In contrast, reduced amounts of DO can affect the growth and development of eggs, as well as the swimming, eating, and reproductive abilities of juveniles [67]. Hypoxia has been demonstrated to delay embryonic growth and hatching in several fish species [68]. Under hypoxia, fish embryos lose their usual synchronization, and a lack of pigmentation along with defects in spinal and vascular development are prevalent [68]. Fertilized eggs take a comparatively large amount of time (96:00–260:00 h) to hatch under hypoxia, with only 4.9% hatching and the remainder dying [69].

**STORED DATA:**

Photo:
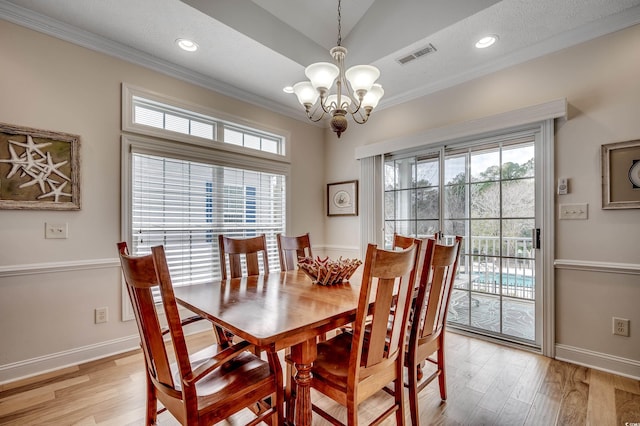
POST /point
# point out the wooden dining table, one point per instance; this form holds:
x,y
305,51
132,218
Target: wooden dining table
x,y
277,311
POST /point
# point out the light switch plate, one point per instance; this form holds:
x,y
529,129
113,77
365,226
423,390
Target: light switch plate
x,y
574,211
56,230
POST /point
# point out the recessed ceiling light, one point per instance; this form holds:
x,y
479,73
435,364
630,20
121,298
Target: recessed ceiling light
x,y
186,44
486,41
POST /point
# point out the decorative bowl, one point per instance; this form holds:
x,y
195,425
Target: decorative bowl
x,y
326,271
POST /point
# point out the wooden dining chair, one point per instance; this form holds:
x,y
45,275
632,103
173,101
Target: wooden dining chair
x,y
405,241
352,366
426,336
201,388
292,248
252,249
289,250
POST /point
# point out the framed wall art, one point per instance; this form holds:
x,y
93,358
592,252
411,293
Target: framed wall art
x,y
621,175
342,198
39,169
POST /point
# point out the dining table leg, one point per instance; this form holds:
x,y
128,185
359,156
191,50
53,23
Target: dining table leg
x,y
303,355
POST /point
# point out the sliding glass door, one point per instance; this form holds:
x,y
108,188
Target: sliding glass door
x,y
486,192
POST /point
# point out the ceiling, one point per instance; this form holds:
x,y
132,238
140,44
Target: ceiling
x,y
251,50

**WORK INSTRUCTIONS:**
(A) Answer these from the excerpt on hypoxia in fish development:
(i) What share of fertilized eggs hatch under hypoxia?
(ii) How long do fertilized eggs take to hatch under hypoxia?
(iii) Besides a lack of pigmentation, what defects are common in fish embryos under hypoxia?
(B) Write out the excerpt on hypoxia in fish development between "In contrast, reduced" and "remainder dying [69].", inclusive.
The data come from a separate source.

**SOLUTIONS BY TASK:**
(A)
(i) 4.9%
(ii) 96:00–260:00 h
(iii) Defects in spinal and vascular development

(B)
In contrast, reduced amounts of DO can affect the growth and development of eggs, as well as the swimming, eating, and reproductive abilities of juveniles [67]. Hypoxia has been demonstrated to delay embryonic growth and hatching in several fish species [68]. Under hypoxia, fish embryos lose their usual synchronization, and a lack of pigmentation along with defects in spinal and vascular development are prevalent [68]. Fertilized eggs take a comparatively large amount of time (96:00–260:00 h) to hatch under hypoxia, with only 4.9% hatching and the remainder dying [69].